[Dataset entries]
==*==

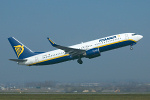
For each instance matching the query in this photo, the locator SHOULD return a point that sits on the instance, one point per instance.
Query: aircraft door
(36, 59)
(126, 36)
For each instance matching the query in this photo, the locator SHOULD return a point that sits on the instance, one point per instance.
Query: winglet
(52, 43)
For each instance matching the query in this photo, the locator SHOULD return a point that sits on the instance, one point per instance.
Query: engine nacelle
(92, 53)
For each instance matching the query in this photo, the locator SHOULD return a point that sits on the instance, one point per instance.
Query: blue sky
(69, 22)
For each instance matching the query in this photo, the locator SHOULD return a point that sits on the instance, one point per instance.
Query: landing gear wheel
(79, 61)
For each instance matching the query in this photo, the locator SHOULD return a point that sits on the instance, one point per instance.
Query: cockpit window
(134, 34)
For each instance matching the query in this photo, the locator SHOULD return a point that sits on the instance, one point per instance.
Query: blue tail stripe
(21, 50)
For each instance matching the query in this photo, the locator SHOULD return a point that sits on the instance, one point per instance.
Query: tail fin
(21, 50)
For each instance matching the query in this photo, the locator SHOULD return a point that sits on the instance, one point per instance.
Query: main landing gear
(80, 61)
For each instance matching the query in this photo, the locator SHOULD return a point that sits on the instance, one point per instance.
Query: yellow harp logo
(19, 50)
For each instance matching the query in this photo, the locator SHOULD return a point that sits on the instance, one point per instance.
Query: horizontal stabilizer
(18, 60)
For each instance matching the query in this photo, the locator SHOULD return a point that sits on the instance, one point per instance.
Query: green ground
(74, 96)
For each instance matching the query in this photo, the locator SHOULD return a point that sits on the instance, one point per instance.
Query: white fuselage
(51, 56)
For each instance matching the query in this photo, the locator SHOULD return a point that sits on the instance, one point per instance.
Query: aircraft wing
(72, 51)
(18, 60)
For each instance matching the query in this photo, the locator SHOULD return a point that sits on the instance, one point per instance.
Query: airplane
(90, 49)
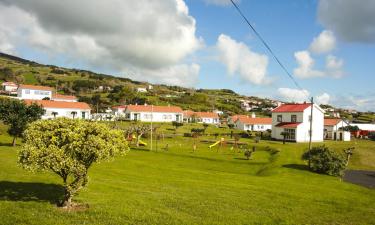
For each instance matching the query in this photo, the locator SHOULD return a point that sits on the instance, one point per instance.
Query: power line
(267, 46)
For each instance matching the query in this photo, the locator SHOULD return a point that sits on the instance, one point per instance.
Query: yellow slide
(214, 144)
(142, 143)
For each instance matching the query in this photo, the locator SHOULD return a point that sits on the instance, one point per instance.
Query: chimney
(253, 115)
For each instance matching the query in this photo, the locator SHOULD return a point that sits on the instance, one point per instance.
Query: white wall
(33, 94)
(302, 130)
(155, 116)
(66, 113)
(252, 127)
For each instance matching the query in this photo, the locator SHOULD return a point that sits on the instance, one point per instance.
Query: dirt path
(360, 177)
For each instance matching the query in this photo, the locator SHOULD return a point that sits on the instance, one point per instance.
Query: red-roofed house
(34, 92)
(333, 129)
(253, 123)
(293, 121)
(201, 117)
(9, 87)
(54, 109)
(64, 98)
(148, 113)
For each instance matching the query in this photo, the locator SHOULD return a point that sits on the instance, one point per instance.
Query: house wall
(155, 116)
(302, 130)
(252, 127)
(33, 94)
(66, 113)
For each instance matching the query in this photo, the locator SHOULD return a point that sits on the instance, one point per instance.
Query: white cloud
(293, 95)
(351, 20)
(322, 99)
(324, 43)
(238, 58)
(220, 2)
(305, 67)
(334, 66)
(117, 35)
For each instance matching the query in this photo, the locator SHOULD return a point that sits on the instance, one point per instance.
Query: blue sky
(177, 42)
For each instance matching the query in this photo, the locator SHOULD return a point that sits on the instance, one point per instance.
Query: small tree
(177, 124)
(138, 130)
(16, 114)
(54, 114)
(69, 148)
(205, 125)
(74, 113)
(324, 160)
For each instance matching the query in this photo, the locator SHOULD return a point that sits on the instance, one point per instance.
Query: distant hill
(103, 91)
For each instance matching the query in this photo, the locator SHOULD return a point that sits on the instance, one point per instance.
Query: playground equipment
(221, 141)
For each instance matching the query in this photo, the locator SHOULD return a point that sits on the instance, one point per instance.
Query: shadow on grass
(6, 144)
(22, 191)
(297, 166)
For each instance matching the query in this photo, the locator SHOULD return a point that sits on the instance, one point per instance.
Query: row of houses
(289, 122)
(55, 105)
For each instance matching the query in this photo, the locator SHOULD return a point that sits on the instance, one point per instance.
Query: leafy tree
(177, 124)
(16, 114)
(324, 160)
(74, 113)
(205, 125)
(138, 130)
(68, 148)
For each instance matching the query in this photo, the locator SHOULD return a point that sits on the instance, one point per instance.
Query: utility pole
(152, 115)
(310, 132)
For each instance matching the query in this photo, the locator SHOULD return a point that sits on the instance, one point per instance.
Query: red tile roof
(34, 87)
(189, 113)
(155, 108)
(292, 107)
(68, 97)
(58, 104)
(235, 117)
(288, 125)
(331, 122)
(9, 84)
(249, 120)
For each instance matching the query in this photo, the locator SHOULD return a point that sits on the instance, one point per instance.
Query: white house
(64, 98)
(9, 87)
(77, 110)
(253, 123)
(148, 113)
(201, 117)
(333, 130)
(141, 90)
(34, 92)
(293, 121)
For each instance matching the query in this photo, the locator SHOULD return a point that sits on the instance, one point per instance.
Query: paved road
(360, 177)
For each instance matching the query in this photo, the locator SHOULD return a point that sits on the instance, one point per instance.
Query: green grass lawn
(180, 186)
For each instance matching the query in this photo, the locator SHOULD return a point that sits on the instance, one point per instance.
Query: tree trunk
(14, 141)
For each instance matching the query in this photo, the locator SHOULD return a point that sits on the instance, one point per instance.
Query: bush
(324, 160)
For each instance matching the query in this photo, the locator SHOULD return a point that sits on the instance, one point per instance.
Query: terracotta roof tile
(34, 87)
(249, 120)
(292, 107)
(155, 108)
(58, 104)
(288, 125)
(331, 122)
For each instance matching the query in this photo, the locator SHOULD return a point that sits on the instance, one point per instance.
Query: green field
(179, 186)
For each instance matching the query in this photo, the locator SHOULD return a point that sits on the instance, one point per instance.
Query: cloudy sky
(327, 45)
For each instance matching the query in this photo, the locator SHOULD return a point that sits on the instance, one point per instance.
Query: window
(290, 134)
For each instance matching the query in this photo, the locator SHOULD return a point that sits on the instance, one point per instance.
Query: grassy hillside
(179, 186)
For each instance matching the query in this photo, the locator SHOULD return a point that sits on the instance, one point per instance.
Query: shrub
(324, 160)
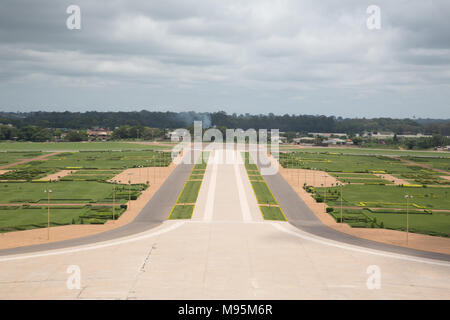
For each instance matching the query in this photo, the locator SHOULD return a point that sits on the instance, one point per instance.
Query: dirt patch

==*==

- _INSTRUCTIONS FOR THE TASK_: Write out the data word for word, with every picture dropped.

- _RESPONSE_:
For each instance matching the query in this photo, the locator SHOULD return a point that sits on the instance, one point per instance.
Query: aircraft door
(36, 59)
(126, 36)
For each instance matching the query in this photo, the locator SHOULD return a point that sits on the instance, one point per instance.
Query: winglet
(52, 43)
For each instance matching the query in this photo, the locator SHOULD return a point that sits on the instance, one point per instance.
Query: engine nacelle
(92, 53)
For each instance matching the query in this photo, the locator SHOULD return a point that sits on the instance, one point per instance.
Query: blue sky
(69, 22)
For each instance matching the query in this photo, the locator SHOULD return a point that sits on the instance, one point per instance.
Query: landing gear wheel
(79, 61)
For each instance matching the query in this photo, the locator SHOULD return a point that sits on the instance, one point per instance.
Query: cockpit window
(134, 34)
For each instance matching the query in this photo, the locator SHOULD return a point that sits on the instance, one point per instance.
Query: blue tail stripe
(21, 50)
For each instance matching the query in this photo, the locator SHOULD return a point that sits on the instance, one point per instance.
Query: tail fin
(21, 50)
For each instance matching the query in this photo, the locator SHOULD return a point that sits on the instance, one point per instance.
Query: main landing gear
(80, 61)
For each instance matching the query in this photo, the locator SHOULD return a point that sits on the instance, one point per instance.
Query: yellow harp logo
(19, 50)
For each instance matching the query in this photo, the locator SHOULD return a point that sits on the instance, one point per instance.
Query: horizontal stabilizer
(18, 60)
For each instance matching the query in this photo, the locator SHOULD return a point that sits on the instance, one point per instance.
Query: green ground
(74, 96)
For each instance matching the query in this photo, the locator SHOULD return a point that sits on the instance, one point per instance.
Query: white fuselage
(51, 56)
For each instance matching the query in this photo, the locator SHOULD return a point that sits on the instance, one point per instance.
Query: aircraft wing
(72, 51)
(18, 60)
For each instance matching the query in this photo, the locator SHOULD return a point that sits on the instance, one point per instance.
Query: airplane
(90, 49)
For each instance matching the query in this photo, the locator SHOULD return a point that sits on the instance, one point per instance.
Query: power line
(267, 46)
For each instance matching the query in this photo, the locator SHOULD return a point that sits on the instance, one point per instance.
Query: yellow slide
(214, 144)
(142, 143)
For each instance matching the query in this photo, the locator SHOULD return a point that sits on the instance, one point per instance.
Query: chimney
(253, 115)
For each instance matching the query in this photo, the locator SHOULD return a point that sits on the instance, one point per instance.
Query: white wall
(33, 94)
(302, 130)
(155, 116)
(66, 113)
(252, 127)
For each instance matching the query in this photo, the locator SHOULD return a point that sits on the instance, one point per instance.
Query: dirt path
(360, 177)
For each instance matching the query in this photo, the locator SHOULD return a point that sits on the instance, one point per instance.
Query: red-roofed house
(34, 92)
(333, 129)
(253, 123)
(293, 121)
(201, 117)
(9, 87)
(54, 109)
(64, 98)
(148, 113)
For each instance matching the query in this photo, the locator SHOULD return a point that sits on the instance, one point per instance.
Query: house wall
(155, 116)
(302, 130)
(252, 127)
(33, 94)
(66, 113)
For each instance matching the query in this photo, the locator SHOULD return a point that sits on the instance, one point per instance.
Query: white cloud
(293, 95)
(351, 20)
(322, 99)
(324, 43)
(238, 58)
(220, 2)
(305, 67)
(334, 66)
(117, 35)
For each instance matching the query in this photo, the locator SHOULD return a point that sits on the instance, one point per instance.
Query: blue sky
(177, 42)
For each instance matching the query in this photo, the locator SHOULD return a point that sits on the instance, one point per instance.
Query: small tree
(177, 124)
(138, 130)
(16, 114)
(54, 114)
(69, 148)
(205, 125)
(74, 113)
(324, 160)
For each instance matching the query in this photo, the locator SHOULD return a point that sits on the instance, one point per instance.
Query: distant hill
(103, 91)
For each instance matching the query in this photo, the locator SHOULD return a point that sits on the instance, one point per instance.
Query: playground equipment
(221, 141)
For each instance matching the query in this photo, the locator SHOULD return a point that sits on the instance, one point per instance.
Query: shadow on grass
(6, 144)
(22, 191)
(297, 166)
For each instance matching the query in this photo, the locator SHOULD return a point that sits on the instance, one point per instance.
Query: row of houses
(289, 122)
(55, 105)
For each instance matching the query in this photo, the locator SHOULD return a point that sits on the instance, one point per instance.
Query: leafy tree
(177, 124)
(16, 114)
(324, 160)
(74, 113)
(205, 125)
(138, 130)
(68, 148)
For each instance matching the query in this photo, the locator SHOULD return a point that sits on the instance, one point per instance.
Query: utility pole
(152, 115)
(310, 132)
For each instance matching the query in this photo, the locator SHOULD return a point that sits on the instance, one point per instance.
Query: red tile roof
(34, 87)
(189, 113)
(155, 108)
(292, 107)
(68, 97)
(58, 104)
(235, 117)
(288, 125)
(331, 122)
(9, 84)
(249, 120)
For each instance matching the query in this photo, the locator SHOULD return a point that sits on the instance, one point per instance.
Query: white house
(64, 98)
(9, 87)
(77, 110)
(253, 123)
(148, 113)
(201, 117)
(333, 130)
(141, 90)
(34, 92)
(293, 121)
For each instance matching the query in this photo, the locator SHOULD return a point that sits on the instance, one point per instance.
Query: paved road
(360, 177)
For each instance matching the query in this photo, the locator SHOULD return a point that sits on the instance, one point per instance.
Query: green grass lawn
(180, 186)
For each instance matching the query in this photo, the locator SHOULD return a point that sits on the instance, one point per instance.
Query: tree trunk
(14, 141)
For each instance matching the query in this photo, the locator SHOULD return a point that sits on the instance, one point per instance.
Query: bush
(324, 160)
For each instance matching the query in this photo, the locator SHOULD return a point that sits on the instance, one point per instance.
Query: terracotta roof tile
(34, 87)
(249, 120)
(292, 107)
(155, 108)
(58, 104)
(288, 125)
(331, 122)
For each instance matching the query in this photo, the locator SHOULD return a point that sits on the instance, one point per instance.
Query: green field
(179, 186)
For each instance matching the query in this photo, the locator SHOULD return a point that sits on the instance, one point per instance.
Query: cloudy sky
(327, 45)
For each instance matching the query in this photo, the locator SHOULD return a point that sits on the instance, one point per instance.
Query: window
(290, 134)
For each instance matching the query in this photo, the locator SHOULD return a point that sits on the instance, one point per instance.
Query: grassy hillside
(179, 186)
For each instance matching the query in this photo, the locator SHOULD return a point that sits on the instance, one point per instance.
Query: shrub
(324, 160)
For each instance matching the query in this photo, the locator SHOULD return a point that sits on the instance, one point per instance.
Query: dirt patch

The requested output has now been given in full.